[Entries taken from a collection]
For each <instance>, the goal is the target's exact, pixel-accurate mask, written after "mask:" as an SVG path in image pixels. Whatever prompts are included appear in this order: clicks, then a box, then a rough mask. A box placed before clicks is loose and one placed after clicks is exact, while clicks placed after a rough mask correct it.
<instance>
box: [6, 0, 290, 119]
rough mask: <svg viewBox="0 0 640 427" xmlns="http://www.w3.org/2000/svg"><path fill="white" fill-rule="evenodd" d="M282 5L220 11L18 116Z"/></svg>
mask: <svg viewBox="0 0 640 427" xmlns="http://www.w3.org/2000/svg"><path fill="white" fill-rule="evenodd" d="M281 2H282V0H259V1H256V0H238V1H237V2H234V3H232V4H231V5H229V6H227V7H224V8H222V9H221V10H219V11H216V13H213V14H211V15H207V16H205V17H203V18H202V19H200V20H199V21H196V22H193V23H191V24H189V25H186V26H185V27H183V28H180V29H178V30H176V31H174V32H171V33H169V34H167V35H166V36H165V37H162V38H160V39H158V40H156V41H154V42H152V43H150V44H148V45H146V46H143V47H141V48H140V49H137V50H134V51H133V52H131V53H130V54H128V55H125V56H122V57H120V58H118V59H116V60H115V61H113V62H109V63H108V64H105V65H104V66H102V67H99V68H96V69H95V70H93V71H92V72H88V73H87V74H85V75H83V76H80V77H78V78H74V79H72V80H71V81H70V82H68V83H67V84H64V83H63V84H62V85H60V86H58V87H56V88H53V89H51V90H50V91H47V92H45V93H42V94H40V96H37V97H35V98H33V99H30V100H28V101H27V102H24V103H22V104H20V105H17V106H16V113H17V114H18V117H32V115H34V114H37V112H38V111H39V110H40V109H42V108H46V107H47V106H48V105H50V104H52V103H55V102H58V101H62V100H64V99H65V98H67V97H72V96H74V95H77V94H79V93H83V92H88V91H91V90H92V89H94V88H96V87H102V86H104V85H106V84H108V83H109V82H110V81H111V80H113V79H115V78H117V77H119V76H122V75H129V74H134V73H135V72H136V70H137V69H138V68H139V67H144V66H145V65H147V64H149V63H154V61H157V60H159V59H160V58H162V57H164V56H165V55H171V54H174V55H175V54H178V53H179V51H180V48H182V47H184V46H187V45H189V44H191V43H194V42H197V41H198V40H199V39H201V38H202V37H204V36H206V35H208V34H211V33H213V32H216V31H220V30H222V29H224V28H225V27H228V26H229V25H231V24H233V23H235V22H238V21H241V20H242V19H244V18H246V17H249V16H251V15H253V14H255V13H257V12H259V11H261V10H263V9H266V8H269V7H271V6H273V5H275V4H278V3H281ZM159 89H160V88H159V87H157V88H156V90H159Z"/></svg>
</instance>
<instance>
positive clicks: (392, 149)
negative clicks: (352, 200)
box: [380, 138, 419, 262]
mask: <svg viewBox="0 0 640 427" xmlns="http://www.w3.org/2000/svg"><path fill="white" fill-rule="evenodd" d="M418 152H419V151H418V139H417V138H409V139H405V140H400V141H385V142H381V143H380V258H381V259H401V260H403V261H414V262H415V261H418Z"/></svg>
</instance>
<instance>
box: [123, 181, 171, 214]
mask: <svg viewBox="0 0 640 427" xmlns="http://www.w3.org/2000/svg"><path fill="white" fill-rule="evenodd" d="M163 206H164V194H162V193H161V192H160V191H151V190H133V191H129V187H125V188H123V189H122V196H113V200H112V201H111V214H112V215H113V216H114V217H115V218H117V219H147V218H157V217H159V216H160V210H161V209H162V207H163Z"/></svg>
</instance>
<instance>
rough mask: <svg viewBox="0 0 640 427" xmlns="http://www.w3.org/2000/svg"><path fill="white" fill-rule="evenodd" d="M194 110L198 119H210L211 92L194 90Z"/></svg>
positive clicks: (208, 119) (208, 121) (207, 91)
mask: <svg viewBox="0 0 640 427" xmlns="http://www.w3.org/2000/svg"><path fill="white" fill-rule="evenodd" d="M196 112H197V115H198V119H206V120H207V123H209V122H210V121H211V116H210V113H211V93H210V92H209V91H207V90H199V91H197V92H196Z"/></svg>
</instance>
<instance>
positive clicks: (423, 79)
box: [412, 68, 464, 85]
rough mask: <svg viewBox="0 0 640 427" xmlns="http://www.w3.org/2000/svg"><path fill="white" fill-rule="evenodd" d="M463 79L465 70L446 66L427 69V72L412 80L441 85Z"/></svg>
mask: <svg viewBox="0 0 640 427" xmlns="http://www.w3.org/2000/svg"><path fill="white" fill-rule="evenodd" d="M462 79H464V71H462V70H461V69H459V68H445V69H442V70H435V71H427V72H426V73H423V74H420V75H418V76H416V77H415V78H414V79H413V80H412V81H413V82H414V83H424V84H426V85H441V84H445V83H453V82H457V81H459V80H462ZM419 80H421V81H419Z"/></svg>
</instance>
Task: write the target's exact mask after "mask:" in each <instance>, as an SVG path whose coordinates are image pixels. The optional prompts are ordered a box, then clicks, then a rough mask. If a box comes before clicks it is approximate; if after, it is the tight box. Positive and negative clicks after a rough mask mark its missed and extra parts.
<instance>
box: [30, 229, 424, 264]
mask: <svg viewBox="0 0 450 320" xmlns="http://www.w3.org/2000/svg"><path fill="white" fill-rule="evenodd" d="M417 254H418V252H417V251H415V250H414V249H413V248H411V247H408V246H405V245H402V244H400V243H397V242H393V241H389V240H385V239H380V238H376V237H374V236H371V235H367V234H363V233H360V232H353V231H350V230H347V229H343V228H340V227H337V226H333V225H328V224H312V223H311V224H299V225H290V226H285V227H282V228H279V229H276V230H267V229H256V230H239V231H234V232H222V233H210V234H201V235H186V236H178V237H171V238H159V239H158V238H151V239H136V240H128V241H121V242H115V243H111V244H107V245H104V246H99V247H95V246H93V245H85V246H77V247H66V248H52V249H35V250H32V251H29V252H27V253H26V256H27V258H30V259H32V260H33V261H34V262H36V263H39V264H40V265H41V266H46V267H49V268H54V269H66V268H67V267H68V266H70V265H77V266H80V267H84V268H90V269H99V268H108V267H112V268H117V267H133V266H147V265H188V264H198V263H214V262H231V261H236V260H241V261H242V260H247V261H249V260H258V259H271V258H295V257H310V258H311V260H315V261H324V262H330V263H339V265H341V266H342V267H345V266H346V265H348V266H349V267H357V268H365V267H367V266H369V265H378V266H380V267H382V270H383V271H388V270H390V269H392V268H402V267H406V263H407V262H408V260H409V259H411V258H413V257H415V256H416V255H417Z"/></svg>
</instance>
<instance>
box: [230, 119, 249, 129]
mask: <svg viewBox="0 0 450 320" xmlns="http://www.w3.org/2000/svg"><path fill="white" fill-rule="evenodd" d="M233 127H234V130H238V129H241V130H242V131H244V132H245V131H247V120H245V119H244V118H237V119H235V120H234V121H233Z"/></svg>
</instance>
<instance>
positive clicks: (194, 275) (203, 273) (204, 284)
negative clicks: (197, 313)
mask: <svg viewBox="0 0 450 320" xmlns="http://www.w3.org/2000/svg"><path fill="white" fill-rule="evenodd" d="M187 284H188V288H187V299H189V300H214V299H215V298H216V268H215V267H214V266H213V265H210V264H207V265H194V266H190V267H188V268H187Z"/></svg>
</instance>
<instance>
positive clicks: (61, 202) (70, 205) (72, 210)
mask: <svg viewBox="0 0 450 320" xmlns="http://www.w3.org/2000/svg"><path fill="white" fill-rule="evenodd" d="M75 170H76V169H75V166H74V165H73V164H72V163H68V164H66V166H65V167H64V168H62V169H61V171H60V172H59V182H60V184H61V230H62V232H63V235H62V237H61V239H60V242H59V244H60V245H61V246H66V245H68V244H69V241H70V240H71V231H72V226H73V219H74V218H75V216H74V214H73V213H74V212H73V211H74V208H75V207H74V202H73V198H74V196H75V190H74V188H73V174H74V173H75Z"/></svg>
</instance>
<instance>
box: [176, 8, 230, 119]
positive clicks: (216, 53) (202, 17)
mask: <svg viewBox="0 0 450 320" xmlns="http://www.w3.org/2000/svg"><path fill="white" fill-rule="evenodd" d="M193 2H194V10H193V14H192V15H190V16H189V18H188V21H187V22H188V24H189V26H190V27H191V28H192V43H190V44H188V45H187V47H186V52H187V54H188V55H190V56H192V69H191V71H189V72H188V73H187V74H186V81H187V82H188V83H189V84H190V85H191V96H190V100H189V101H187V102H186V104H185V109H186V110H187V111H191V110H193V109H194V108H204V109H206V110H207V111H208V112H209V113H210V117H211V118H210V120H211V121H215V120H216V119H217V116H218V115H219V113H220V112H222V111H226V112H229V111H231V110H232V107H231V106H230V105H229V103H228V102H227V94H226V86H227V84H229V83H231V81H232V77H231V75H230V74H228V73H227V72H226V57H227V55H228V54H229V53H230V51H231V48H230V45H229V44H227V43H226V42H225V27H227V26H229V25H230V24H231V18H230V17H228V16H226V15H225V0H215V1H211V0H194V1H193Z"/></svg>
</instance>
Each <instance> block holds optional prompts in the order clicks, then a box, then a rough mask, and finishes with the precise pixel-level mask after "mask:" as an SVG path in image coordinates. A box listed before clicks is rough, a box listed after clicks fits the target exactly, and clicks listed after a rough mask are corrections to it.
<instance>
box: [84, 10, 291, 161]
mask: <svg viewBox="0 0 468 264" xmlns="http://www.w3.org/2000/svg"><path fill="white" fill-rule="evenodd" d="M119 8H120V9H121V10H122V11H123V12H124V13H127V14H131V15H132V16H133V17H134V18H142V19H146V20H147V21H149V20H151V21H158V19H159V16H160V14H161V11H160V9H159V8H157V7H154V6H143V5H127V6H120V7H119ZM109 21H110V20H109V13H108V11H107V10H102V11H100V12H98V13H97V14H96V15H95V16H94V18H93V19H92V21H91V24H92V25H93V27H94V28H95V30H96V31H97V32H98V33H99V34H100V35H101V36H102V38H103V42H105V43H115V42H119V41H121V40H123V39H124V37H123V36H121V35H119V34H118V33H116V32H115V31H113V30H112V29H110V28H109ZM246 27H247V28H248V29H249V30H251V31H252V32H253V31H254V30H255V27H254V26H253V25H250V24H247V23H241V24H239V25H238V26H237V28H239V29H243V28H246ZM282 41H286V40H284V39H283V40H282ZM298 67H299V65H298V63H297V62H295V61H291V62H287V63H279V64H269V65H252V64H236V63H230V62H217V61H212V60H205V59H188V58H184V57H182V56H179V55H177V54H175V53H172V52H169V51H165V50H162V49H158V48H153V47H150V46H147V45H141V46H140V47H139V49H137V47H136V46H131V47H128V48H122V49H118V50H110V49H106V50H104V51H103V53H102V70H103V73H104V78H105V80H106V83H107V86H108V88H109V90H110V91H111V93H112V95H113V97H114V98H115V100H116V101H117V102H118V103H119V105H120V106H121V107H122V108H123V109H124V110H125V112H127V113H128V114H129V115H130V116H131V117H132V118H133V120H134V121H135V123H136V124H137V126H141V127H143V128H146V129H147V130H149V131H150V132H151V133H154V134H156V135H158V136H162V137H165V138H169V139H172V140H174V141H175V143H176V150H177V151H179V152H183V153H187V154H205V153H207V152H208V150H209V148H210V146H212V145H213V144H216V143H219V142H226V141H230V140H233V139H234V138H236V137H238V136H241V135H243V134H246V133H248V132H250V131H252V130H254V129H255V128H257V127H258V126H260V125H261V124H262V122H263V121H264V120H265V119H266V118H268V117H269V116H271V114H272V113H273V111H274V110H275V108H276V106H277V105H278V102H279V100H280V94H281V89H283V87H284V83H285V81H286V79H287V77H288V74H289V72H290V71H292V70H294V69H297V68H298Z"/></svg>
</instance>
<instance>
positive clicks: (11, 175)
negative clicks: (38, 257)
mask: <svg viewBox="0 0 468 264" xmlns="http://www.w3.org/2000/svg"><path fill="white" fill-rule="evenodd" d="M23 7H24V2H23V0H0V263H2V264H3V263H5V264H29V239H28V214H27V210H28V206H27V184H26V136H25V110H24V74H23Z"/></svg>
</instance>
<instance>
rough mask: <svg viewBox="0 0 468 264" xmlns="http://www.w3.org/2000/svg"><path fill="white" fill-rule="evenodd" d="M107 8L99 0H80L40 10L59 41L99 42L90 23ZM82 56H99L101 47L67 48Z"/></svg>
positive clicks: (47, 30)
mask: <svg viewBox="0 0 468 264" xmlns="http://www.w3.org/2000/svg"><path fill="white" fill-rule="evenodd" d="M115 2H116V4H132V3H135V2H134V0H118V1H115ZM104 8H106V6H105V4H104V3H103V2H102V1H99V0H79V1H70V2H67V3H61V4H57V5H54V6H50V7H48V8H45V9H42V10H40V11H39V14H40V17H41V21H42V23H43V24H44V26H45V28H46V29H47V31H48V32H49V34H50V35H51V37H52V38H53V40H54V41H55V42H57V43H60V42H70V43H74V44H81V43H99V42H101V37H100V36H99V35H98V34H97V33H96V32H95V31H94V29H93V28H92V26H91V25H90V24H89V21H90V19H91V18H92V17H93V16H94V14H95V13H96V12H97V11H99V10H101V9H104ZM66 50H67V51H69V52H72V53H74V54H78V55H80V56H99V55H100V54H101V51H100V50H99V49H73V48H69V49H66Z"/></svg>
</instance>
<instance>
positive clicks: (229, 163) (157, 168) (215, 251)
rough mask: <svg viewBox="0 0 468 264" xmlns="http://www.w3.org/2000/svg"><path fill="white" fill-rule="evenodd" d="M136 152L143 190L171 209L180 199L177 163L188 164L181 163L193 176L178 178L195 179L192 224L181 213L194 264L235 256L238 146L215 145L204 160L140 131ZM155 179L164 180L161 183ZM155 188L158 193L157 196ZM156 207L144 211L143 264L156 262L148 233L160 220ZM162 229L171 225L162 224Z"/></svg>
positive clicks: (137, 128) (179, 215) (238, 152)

● What you should do:
Return, exactly, the lines from the first line of the records above to the line containing "box: [6, 0, 290, 119]", both included.

● Exercise result:
For each <instance>, the goal is the target's exact, pixel-accurate mask, written after "mask:" as an SVG path in image pixels. Whatever prompts are included appear in this order: clicks, then a box, then a rough mask. A box placed before clicks is loose and one placed after clicks is exact, while clicks placed after a rough mask correct it.
<instance>
box: [6, 0, 290, 119]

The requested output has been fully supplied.